Problem statement:
Extend the news report on Prime Minister Albanese's call for Australia to become a renewable energy superpower, picking up after its final paragraph.

Selected passage:
PM: Australia must become ‘renewable energy superpower’


Joseph Brookes
Senior Reporter

Prime Minister Anthony Albanese has urged Australia’s energy sector to seize a once in a generation opportunity to help make the country a renewable superpower, after promising to legislate emissions reduction targets and pour billions into decarbonising the electricity grid.

It follows the market operator and the national science agency confirming renewables remain the cheapest new-build electricity generation option.

But experts say to fully capitalise, an entire portfolio of low emissions technologies are needed alongside a clearer research agenda.

Mr Albanese at the Sydney Energy Forum . Image: PMC/Twitter

Mr Albanese opened the Sydney Energy Forum on Tuesday by promising a “new era” of climate and energy policy.

“We need to act — and we will act,” Mr Albanese told the invite-only event, co-hosted by the government, the International Energy Agency and the Business Council of Australia.

“We will lay a new foundation for sustainable growth and prosperity. A foundation that will move us from an era of inaction and delay to one where we create new jobs, new industries and drive down emissions.

“This is a matter of urgency.”

The two-day forum is an Australian led Indo-Pacific regional initiative promoting clean energy and the economic opportunities it brings. Mr Albanese said the new government will return Australia to being a “trusted global partner on climate action”.

Records supplied:
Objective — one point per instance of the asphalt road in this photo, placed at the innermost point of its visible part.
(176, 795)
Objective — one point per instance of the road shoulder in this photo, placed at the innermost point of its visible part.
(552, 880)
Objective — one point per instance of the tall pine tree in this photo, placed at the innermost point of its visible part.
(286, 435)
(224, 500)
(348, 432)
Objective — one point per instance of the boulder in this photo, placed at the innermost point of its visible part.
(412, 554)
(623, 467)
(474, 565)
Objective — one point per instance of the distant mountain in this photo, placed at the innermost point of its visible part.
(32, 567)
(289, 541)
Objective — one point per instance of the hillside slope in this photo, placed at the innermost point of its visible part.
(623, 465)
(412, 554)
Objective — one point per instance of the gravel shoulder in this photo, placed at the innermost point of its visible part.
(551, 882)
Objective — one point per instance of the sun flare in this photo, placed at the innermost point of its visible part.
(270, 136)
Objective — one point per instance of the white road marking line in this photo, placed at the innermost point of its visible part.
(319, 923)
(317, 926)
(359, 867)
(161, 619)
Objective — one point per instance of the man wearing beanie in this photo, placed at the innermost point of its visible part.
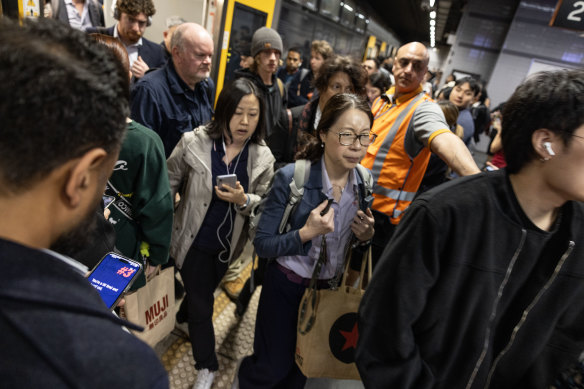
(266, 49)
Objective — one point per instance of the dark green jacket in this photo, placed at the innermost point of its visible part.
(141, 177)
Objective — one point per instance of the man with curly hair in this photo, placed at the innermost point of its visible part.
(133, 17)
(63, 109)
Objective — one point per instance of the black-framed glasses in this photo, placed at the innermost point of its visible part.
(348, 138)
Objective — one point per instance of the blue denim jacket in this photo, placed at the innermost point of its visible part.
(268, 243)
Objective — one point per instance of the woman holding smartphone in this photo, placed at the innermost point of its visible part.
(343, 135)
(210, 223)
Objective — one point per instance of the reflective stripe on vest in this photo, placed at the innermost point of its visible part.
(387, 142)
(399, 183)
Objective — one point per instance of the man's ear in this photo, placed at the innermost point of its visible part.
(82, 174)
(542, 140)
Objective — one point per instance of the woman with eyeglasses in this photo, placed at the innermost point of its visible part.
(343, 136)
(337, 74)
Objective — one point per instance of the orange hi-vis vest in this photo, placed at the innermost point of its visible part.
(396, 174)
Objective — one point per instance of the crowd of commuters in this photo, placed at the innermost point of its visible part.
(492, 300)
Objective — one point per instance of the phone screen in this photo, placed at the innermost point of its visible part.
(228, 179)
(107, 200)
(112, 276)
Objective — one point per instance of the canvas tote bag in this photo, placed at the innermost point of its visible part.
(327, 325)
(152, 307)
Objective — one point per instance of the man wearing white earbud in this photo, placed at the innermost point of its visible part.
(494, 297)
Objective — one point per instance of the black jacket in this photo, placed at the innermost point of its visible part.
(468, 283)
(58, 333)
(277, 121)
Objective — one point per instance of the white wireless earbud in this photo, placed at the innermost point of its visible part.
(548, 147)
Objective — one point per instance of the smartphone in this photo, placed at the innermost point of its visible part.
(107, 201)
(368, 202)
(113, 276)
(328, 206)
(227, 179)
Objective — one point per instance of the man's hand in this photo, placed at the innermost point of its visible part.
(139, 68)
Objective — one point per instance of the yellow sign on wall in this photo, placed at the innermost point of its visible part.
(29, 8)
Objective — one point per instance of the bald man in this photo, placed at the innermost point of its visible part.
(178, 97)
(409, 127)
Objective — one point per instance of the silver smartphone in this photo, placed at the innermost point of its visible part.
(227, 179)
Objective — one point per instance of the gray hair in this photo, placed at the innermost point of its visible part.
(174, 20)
...
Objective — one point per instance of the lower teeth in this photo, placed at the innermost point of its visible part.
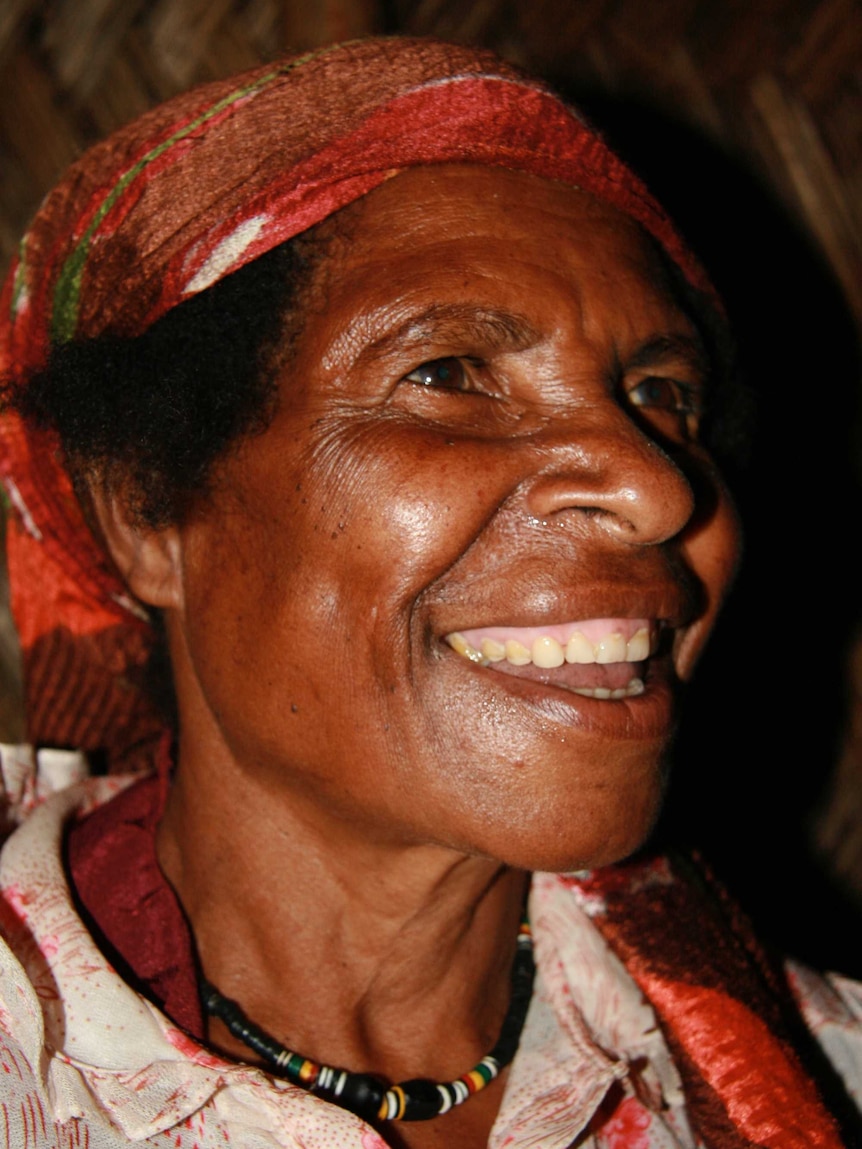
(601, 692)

Answer to this problem:
When the new Parliament sits for the first time later this month Labor will introduce a Climate Change bill that includes legislating a target to reduce emissions to 43 per cent below 2005 levels by 2030 and net zero by 2050.

The Climate Change minister will also be required to provide updates on progress, which together will provide the “certainty industry and investors need”, Mr Albanese said.

According to co-hosts of the Sydney Energy Forum, the International Energy Agency, around half of the technology to reach net zero already exists but the rest still needs to be developed.

Ahead of the forum, the Academy of Technology and Engineering (ATSE) said industry will need a portfolio of low emissions technologies acting in concert and supported by a clear research agenda and policy framework.

The group’s new report said renewables are on track to account for around half of Australia’s electricity generation by 2025 and nearly 70 per cent by 2030.

But to enable more distributed renewable energy and energy storage, Australia’s grid will need a significant upgrade and several more solar and wind generation and storage projects will need to be deployed rapidly.

“Australia has the technologies to avoid a future crisis, but we must act now to lay the foundation of a truly modern energy system,” said ATSE Fellow and former head of engineering and system design at the Australian Energy Market Operator (AEMO), Alex Wonhas.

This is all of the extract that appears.